WHAT IS ASKED =>
- a) In the article about Christchurch artist Julia Morison, what honour was she given in the New Year Honours?
- b) Using the article about Julia Morison's New Year honour, explain in one to three sentences why she says the arts are not acknowledged as often as they should be.
- c) Write the next part of the article about Julia Morison's New Year honour, picking up after its final sentence.

TEXT EXTRACT =>
....................

‘We don’t value the arts enough’
Julia Morison didn’t need to give much thought to whether or not to accept her latest accolade. The Christchurch artist has been made an Officer of the New Zealand Order of Merit in the New Year Honours, arguably the highest recognition of a 40-year career.
‘‘Anything that promotes the arts is a really good thing,’’ she said.
‘‘We have so much but we actually don’t acknowledge it too often because it’s difficult to evaluate. We can evaluate our sportspeople because they either win or they lose . . . but with an artist there aren’t any winners or losers. It’s just different. People doing different things.’’
Plenty of her contemporaries would have been worthy recipients of official recognition, she said.
‘‘I’m really honoured that someone thinks that my work is deserving. I know a lot of artists that have turned [honours] down. It may be anti-royalist, it might be political. I don’t know.’’
Morison’s paintings have been exhibited extensively since the early 1980s, but it is her public artworks since the Christchurch earthquakes that have brought her most prominence. Her response to the disaster, the sculpture exhibition Meet Me on the Other Side, made from discarded objects and liquefaction sediment, won widespread acclaim. Her Tree Houses for Swamp Dwellers sculpture on the corner of Gloucester and Colombo streets, a reference to the pre-European landscape of Christchurch, was for a time the headquarters of the Scape Public Art festival.
‘‘I had no interest at all in making public sculpture before [the earthquakes],’’ Morison said.

....................

RECORD EXCERPTS =>

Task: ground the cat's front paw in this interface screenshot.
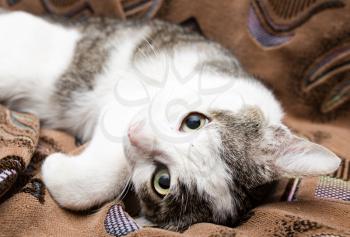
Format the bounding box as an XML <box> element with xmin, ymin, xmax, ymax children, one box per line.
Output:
<box><xmin>41</xmin><ymin>153</ymin><xmax>79</xmax><ymax>209</ymax></box>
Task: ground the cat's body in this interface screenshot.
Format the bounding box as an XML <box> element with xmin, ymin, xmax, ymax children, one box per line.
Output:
<box><xmin>0</xmin><ymin>12</ymin><xmax>339</xmax><ymax>229</ymax></box>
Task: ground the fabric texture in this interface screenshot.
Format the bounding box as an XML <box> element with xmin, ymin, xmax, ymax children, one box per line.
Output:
<box><xmin>0</xmin><ymin>0</ymin><xmax>350</xmax><ymax>237</ymax></box>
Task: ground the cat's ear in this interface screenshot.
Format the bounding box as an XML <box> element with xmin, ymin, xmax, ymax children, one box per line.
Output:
<box><xmin>275</xmin><ymin>134</ymin><xmax>341</xmax><ymax>177</ymax></box>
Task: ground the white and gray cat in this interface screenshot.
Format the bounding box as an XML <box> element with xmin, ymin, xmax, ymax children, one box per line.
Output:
<box><xmin>0</xmin><ymin>12</ymin><xmax>340</xmax><ymax>229</ymax></box>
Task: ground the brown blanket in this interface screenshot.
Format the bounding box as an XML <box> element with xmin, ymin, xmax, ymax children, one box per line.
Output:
<box><xmin>0</xmin><ymin>0</ymin><xmax>350</xmax><ymax>237</ymax></box>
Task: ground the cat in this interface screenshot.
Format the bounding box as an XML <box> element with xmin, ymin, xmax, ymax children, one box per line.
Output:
<box><xmin>0</xmin><ymin>12</ymin><xmax>340</xmax><ymax>230</ymax></box>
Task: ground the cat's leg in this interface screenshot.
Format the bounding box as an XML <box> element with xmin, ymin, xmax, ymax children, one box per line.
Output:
<box><xmin>0</xmin><ymin>12</ymin><xmax>81</xmax><ymax>113</ymax></box>
<box><xmin>42</xmin><ymin>103</ymin><xmax>130</xmax><ymax>210</ymax></box>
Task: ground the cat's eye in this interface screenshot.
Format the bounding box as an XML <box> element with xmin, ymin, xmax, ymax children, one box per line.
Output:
<box><xmin>180</xmin><ymin>112</ymin><xmax>209</xmax><ymax>132</ymax></box>
<box><xmin>152</xmin><ymin>168</ymin><xmax>170</xmax><ymax>197</ymax></box>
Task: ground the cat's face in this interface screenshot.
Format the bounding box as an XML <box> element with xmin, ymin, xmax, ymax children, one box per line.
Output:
<box><xmin>125</xmin><ymin>81</ymin><xmax>339</xmax><ymax>230</ymax></box>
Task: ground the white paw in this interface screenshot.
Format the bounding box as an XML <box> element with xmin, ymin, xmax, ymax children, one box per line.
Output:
<box><xmin>41</xmin><ymin>153</ymin><xmax>74</xmax><ymax>206</ymax></box>
<box><xmin>41</xmin><ymin>153</ymin><xmax>102</xmax><ymax>210</ymax></box>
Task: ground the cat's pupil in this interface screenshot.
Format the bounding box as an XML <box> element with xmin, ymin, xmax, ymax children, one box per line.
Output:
<box><xmin>186</xmin><ymin>115</ymin><xmax>201</xmax><ymax>129</ymax></box>
<box><xmin>158</xmin><ymin>174</ymin><xmax>170</xmax><ymax>189</ymax></box>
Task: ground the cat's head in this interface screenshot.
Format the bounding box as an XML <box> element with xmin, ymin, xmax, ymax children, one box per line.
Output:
<box><xmin>125</xmin><ymin>79</ymin><xmax>340</xmax><ymax>230</ymax></box>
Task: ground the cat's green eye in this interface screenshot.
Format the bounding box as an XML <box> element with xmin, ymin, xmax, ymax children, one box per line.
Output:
<box><xmin>152</xmin><ymin>168</ymin><xmax>170</xmax><ymax>197</ymax></box>
<box><xmin>180</xmin><ymin>113</ymin><xmax>209</xmax><ymax>132</ymax></box>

....................

ANSWERS =>
- a) She was made an Officer of the New Zealand Order of Merit.

- b) The arts are difficult to evaluate. Sportspeople can be judged because they either win or lose, but with artists there are no winners or losers, only people doing different things.

- c)
‘‘The public sculpture I make, it’s more than just spectacle. They’re kind of social facilitators, I suppose. Tree Houses . . . There’s been weddings in there, poetry readings, people just sit and have their lunch in it. That’s the kind of thing that I had hoped for it.’’
Public art could be a difficult medium, she said. She pursued the idea for Tree Houses herself before Scape picked it up. Subsequent applications for commissions had gone nowhere, she said, including on the ill-fated government plan for an ‘‘art bridge’’ over the Avon River. Crown regeneration agency O¯ ta¯ karo led the project, which was put on indefinite hold when it was found it didn’t fit with development plans for the area. A ‘‘shocking waste of time and money’’, Morison said, but she retained high hopes for the future of public art in Christchurch.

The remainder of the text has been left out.